● **Request**:
In the rows below, write out word for word the lines starting at the one that contains "Could you point out the woman's hand" and ending at the one that contains "column 242, row 244", with both of those lines included.

● **Collected data entries**:
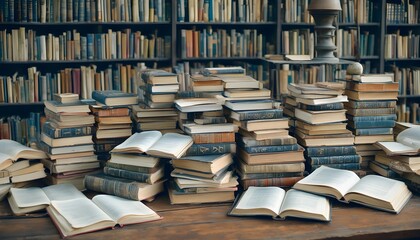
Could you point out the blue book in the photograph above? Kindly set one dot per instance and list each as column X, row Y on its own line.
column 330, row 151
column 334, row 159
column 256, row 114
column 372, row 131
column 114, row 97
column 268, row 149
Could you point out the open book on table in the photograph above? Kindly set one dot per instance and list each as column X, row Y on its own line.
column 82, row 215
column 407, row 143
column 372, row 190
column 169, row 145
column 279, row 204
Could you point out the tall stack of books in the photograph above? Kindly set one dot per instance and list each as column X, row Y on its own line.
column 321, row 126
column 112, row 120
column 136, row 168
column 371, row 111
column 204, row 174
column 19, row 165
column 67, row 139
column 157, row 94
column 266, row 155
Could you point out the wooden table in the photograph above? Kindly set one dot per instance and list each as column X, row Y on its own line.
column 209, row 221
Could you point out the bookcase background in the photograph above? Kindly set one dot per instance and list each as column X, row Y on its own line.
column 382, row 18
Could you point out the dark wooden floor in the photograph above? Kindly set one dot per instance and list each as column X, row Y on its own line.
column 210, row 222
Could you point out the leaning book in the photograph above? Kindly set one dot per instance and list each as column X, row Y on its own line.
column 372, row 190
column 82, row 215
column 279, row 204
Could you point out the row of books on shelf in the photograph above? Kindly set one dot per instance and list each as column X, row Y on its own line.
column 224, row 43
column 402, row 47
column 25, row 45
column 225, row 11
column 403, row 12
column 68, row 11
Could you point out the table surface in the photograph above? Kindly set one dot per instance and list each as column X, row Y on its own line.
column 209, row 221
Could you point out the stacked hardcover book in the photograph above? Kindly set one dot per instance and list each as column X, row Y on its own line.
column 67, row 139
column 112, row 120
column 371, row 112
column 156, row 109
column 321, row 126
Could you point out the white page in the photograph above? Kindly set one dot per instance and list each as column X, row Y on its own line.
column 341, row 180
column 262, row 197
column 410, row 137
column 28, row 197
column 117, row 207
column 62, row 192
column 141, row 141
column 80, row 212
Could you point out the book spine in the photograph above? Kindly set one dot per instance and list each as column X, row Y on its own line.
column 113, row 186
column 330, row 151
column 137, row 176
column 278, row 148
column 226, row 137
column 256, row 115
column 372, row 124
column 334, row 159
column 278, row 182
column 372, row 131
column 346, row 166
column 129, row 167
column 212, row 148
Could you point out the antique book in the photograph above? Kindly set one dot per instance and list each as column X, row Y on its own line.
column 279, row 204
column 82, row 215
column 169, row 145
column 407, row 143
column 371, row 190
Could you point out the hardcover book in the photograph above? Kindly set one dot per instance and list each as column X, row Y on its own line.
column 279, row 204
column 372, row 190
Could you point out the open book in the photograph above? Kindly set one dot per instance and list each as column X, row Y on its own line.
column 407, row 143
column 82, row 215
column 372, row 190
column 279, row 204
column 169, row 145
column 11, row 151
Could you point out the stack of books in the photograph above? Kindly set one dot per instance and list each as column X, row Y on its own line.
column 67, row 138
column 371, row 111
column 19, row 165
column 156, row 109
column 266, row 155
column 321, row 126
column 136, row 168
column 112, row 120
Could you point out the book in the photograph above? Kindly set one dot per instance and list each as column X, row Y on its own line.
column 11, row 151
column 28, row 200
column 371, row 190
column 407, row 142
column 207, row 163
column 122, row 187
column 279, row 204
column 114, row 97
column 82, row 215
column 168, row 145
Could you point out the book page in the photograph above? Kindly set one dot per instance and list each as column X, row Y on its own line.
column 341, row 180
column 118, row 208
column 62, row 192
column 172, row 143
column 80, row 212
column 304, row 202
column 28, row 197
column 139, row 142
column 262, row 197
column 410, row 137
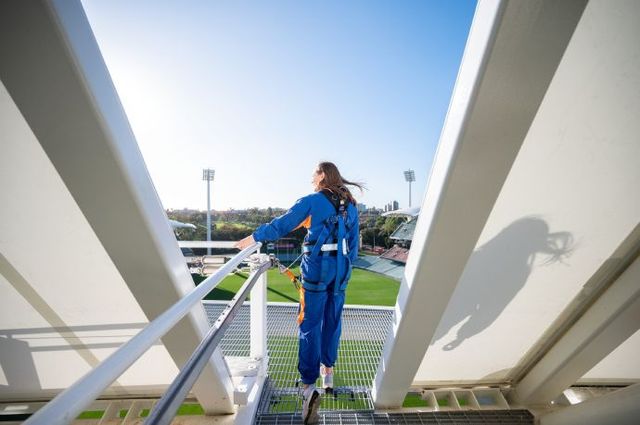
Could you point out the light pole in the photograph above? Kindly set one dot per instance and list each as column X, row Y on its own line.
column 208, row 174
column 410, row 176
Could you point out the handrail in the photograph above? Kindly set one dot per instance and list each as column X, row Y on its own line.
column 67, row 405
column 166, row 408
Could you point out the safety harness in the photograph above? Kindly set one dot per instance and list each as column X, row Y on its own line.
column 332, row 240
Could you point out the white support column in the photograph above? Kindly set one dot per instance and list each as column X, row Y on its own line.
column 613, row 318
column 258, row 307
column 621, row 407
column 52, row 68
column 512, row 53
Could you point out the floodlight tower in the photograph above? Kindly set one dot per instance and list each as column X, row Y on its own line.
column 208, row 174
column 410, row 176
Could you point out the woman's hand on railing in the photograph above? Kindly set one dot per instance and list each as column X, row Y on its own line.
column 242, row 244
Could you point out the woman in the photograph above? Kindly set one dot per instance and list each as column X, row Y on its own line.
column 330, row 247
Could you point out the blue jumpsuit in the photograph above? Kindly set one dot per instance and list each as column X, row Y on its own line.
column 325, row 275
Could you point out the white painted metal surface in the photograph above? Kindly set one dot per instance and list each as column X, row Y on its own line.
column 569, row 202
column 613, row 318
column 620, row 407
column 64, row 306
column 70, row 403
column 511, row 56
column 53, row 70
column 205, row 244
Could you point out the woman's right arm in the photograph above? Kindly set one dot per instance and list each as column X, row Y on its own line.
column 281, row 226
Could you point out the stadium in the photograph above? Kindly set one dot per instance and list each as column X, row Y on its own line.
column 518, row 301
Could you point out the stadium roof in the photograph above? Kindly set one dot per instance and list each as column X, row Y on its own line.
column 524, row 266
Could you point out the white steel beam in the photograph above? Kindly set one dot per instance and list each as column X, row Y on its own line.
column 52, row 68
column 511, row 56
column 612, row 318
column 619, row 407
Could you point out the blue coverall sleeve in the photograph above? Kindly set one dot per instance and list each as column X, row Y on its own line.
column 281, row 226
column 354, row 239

● **Final result**:
Could you point out the woman's hand on railing in the photograph above? Kindly set one dot per instance and list each as column X, row Y on its own line.
column 242, row 244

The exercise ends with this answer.